#### STATED GOAL
Locate every line in the items below that contains the string "throw", and copy each of those lines. Case matters.

#### RECORD LIST
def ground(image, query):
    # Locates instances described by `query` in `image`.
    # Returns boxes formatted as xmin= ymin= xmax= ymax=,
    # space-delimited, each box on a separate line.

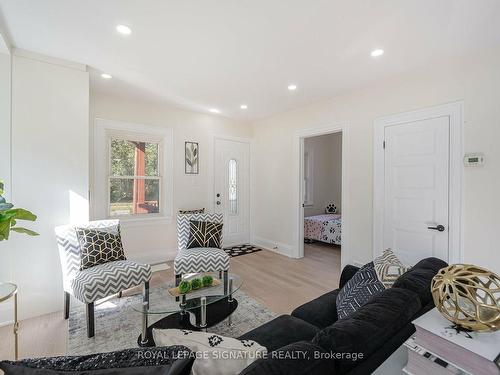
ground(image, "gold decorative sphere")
xmin=431 ymin=264 xmax=500 ymax=331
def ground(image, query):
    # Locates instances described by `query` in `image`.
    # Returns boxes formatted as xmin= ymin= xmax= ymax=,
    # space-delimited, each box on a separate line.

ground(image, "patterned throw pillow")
xmin=76 ymin=228 xmax=126 ymax=270
xmin=179 ymin=208 xmax=205 ymax=215
xmin=325 ymin=203 xmax=337 ymax=214
xmin=337 ymin=262 xmax=385 ymax=319
xmin=336 ymin=249 xmax=408 ymax=319
xmin=186 ymin=220 xmax=223 ymax=249
xmin=373 ymin=249 xmax=410 ymax=288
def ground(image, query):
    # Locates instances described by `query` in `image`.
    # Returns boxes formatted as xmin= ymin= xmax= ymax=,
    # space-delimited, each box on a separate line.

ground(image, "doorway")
xmin=294 ymin=123 xmax=349 ymax=267
xmin=214 ymin=137 xmax=250 ymax=246
xmin=374 ymin=103 xmax=462 ymax=264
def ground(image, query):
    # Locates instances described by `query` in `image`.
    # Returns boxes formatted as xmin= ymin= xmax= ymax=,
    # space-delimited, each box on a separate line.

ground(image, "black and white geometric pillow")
xmin=75 ymin=228 xmax=127 ymax=270
xmin=186 ymin=220 xmax=223 ymax=249
xmin=325 ymin=203 xmax=337 ymax=214
xmin=336 ymin=262 xmax=385 ymax=319
xmin=179 ymin=207 xmax=205 ymax=215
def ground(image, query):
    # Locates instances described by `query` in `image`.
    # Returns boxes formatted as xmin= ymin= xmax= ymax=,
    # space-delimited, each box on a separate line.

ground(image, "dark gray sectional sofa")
xmin=240 ymin=258 xmax=447 ymax=375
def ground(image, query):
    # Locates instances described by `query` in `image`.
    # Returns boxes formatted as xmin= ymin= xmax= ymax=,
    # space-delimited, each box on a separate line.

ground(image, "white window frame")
xmin=304 ymin=150 xmax=314 ymax=207
xmin=94 ymin=118 xmax=174 ymax=223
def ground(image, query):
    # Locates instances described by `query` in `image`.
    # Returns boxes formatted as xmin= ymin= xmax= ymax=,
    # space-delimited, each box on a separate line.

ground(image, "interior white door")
xmin=214 ymin=139 xmax=250 ymax=245
xmin=383 ymin=116 xmax=450 ymax=264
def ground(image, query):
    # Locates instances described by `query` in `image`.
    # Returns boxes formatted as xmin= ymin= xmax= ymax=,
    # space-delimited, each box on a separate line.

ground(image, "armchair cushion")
xmin=174 ymin=247 xmax=229 ymax=275
xmin=69 ymin=260 xmax=151 ymax=303
xmin=76 ymin=228 xmax=127 ymax=270
xmin=177 ymin=213 xmax=224 ymax=250
xmin=187 ymin=220 xmax=223 ymax=249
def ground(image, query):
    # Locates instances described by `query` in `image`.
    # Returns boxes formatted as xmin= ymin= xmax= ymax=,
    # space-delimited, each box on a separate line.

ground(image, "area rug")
xmin=68 ymin=285 xmax=276 ymax=355
xmin=224 ymin=244 xmax=262 ymax=257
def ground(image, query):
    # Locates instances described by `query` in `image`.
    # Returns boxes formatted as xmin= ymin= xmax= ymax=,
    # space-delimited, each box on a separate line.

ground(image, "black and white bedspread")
xmin=304 ymin=214 xmax=342 ymax=245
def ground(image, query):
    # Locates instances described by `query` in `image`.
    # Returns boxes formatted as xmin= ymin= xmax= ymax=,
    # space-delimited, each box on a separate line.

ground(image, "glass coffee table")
xmin=132 ymin=273 xmax=243 ymax=347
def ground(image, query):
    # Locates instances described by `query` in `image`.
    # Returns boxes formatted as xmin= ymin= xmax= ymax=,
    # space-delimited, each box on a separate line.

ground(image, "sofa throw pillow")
xmin=186 ymin=220 xmax=223 ymax=249
xmin=336 ymin=249 xmax=408 ymax=319
xmin=373 ymin=249 xmax=410 ymax=288
xmin=153 ymin=329 xmax=267 ymax=375
xmin=179 ymin=208 xmax=205 ymax=215
xmin=325 ymin=203 xmax=337 ymax=214
xmin=76 ymin=228 xmax=127 ymax=270
xmin=336 ymin=262 xmax=385 ymax=319
xmin=0 ymin=345 xmax=191 ymax=375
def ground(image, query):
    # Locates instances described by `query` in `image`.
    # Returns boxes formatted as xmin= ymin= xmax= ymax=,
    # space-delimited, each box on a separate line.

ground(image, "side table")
xmin=0 ymin=282 xmax=19 ymax=361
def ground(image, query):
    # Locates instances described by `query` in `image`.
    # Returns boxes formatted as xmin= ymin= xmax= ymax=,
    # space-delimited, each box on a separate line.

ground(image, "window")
xmin=228 ymin=159 xmax=238 ymax=215
xmin=91 ymin=119 xmax=173 ymax=222
xmin=109 ymin=137 xmax=162 ymax=216
xmin=304 ymin=151 xmax=314 ymax=206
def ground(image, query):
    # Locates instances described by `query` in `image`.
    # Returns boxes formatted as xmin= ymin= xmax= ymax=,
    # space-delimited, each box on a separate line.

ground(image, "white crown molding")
xmin=12 ymin=48 xmax=87 ymax=72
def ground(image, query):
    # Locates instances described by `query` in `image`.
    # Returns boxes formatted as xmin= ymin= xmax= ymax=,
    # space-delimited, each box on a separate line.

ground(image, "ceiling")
xmin=0 ymin=0 xmax=500 ymax=120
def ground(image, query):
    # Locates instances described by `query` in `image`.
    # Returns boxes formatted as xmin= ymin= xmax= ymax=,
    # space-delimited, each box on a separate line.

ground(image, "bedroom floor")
xmin=0 ymin=247 xmax=340 ymax=359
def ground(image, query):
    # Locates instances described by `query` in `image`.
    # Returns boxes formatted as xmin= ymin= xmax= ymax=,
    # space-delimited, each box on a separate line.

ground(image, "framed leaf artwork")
xmin=184 ymin=142 xmax=200 ymax=174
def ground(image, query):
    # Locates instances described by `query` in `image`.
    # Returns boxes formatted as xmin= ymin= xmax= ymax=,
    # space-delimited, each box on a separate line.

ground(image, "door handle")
xmin=427 ymin=224 xmax=445 ymax=232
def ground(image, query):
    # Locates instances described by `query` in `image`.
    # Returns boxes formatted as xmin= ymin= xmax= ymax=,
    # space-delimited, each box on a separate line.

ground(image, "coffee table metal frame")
xmin=140 ymin=275 xmax=238 ymax=345
xmin=0 ymin=283 xmax=19 ymax=361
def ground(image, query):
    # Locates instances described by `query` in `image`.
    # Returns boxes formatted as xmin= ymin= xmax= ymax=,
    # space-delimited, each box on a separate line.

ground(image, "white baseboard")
xmin=351 ymin=259 xmax=367 ymax=268
xmin=252 ymin=235 xmax=293 ymax=258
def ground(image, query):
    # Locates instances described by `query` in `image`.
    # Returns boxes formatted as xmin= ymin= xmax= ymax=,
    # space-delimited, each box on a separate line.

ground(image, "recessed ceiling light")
xmin=370 ymin=48 xmax=384 ymax=57
xmin=116 ymin=25 xmax=132 ymax=35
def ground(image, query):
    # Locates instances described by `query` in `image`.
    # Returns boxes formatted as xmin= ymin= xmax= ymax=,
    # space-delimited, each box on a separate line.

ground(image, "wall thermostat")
xmin=464 ymin=152 xmax=485 ymax=167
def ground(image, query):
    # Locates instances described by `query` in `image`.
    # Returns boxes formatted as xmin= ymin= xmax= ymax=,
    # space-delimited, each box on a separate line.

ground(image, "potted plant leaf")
xmin=0 ymin=181 xmax=38 ymax=241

#### TASK OUTPUT
ground(image, "patterned throw pillow")
ground(image, "sofa throw pillow")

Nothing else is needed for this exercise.